DATASET EXTRACT ▸
----
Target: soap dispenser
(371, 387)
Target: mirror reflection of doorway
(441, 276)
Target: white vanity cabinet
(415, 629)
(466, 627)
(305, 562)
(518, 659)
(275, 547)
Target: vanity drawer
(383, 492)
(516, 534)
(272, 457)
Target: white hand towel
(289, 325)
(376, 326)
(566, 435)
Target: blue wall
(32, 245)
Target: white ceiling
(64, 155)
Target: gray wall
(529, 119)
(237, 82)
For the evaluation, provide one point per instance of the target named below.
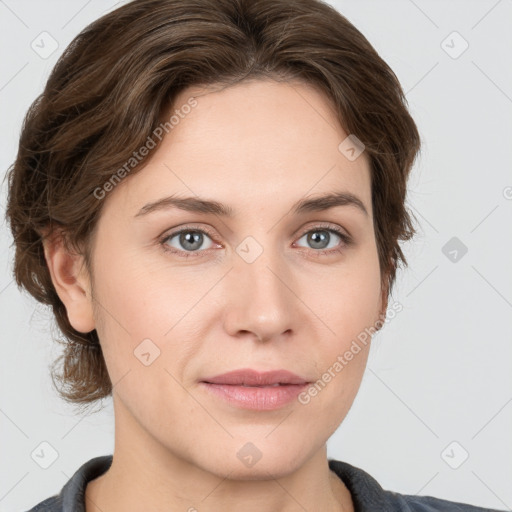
----
TASK OBJECTIVE ▸ Edit the stretch from the line containing "Target: blue wall" through the end of the records, swapping "gray wall" for "gray partition" and keeping everything else the same. Leave the pictures out of your answer.

SOLUTION TO THIS TASK ▸
Target: blue wall
(32, 245)
Target: white ceiling
(64, 155)
Target: gray partition
(529, 119)
(237, 82)
For the evaluation, provide one point per instance of the target named below.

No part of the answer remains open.